== Records for the task

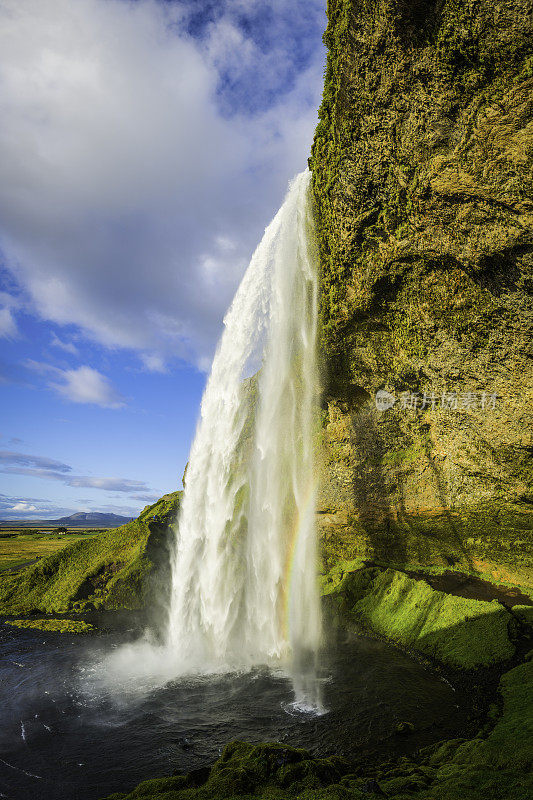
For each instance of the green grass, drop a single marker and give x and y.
(21, 548)
(108, 571)
(53, 625)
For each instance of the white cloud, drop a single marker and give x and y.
(87, 385)
(80, 385)
(153, 362)
(23, 507)
(124, 174)
(8, 326)
(67, 347)
(14, 463)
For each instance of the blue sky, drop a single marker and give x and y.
(144, 147)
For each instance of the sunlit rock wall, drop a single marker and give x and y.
(422, 176)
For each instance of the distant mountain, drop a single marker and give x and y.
(83, 519)
(93, 518)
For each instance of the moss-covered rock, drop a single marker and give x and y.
(454, 630)
(422, 177)
(113, 570)
(53, 625)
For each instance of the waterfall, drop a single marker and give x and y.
(244, 587)
(244, 568)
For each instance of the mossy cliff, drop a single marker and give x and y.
(118, 569)
(422, 178)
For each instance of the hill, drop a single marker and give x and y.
(116, 569)
(82, 519)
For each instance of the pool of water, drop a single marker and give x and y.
(60, 739)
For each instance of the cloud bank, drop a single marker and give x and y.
(144, 146)
(15, 463)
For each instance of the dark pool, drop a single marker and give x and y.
(60, 742)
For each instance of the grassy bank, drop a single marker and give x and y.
(114, 570)
(18, 548)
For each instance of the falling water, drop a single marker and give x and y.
(244, 587)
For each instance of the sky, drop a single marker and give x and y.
(144, 147)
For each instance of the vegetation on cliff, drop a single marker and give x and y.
(422, 177)
(457, 631)
(110, 571)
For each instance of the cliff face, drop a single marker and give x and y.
(422, 177)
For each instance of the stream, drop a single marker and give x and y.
(63, 739)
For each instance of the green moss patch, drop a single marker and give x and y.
(53, 625)
(454, 630)
(109, 571)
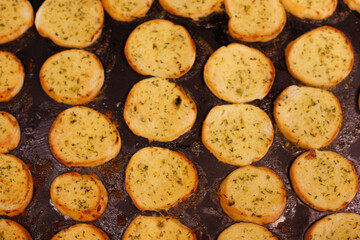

====

**Exercise details:**
Change every occurrence of "drop a single marker" in the material above to "place one point" and reproduce the material with everything else unchanged, omitting the pictures.

**Result for this task:**
For each instance of the green grass, place one point and give x and y.
(21, 548)
(108, 571)
(53, 625)
For each instance of the white cloud, place one point and give x and y.
(87, 385)
(80, 385)
(153, 362)
(23, 507)
(124, 174)
(8, 326)
(67, 347)
(14, 463)
For each instance of the blue sky, place one point and give x and y.
(144, 147)
For each instance of the sunlit rock wall, place one point and give x and y.
(422, 176)
For each instance of the distant mountain, place one point and give x and y.
(83, 519)
(93, 518)
For each instance of the moss-covered rock, place one point and give x and y.
(454, 630)
(422, 177)
(113, 570)
(53, 625)
For each instance of the waterfall, place one point and give x and y.
(244, 587)
(244, 568)
For each instance of the mossy cliff, place one point and give x and y.
(118, 569)
(422, 178)
For each instance of the hill, place one point and give x and y.
(116, 569)
(82, 519)
For each instance of the pool of water, place one point and give x and y.
(60, 739)
For each instance of the cloud bank, place one point and give x and y.
(144, 146)
(15, 463)
For each instance of the dark pool, place one point and give x and y.
(60, 742)
For each instance of the grassy bank, place one point and give x and y.
(114, 570)
(18, 548)
For each instance of the falling water, place one point and give x and y.
(244, 587)
For each instance of the sky, place one point and give x and y.
(144, 147)
For each instance of the vegetation on cliff, place one point and give x and y.
(422, 177)
(457, 631)
(110, 571)
For each instance of the cliff face, place one point and give x and y.
(422, 177)
For each instance of the stream, place one point and give x and y.
(63, 739)
For each instance of the green moss patch, place one point and give x and y.
(53, 625)
(454, 630)
(109, 571)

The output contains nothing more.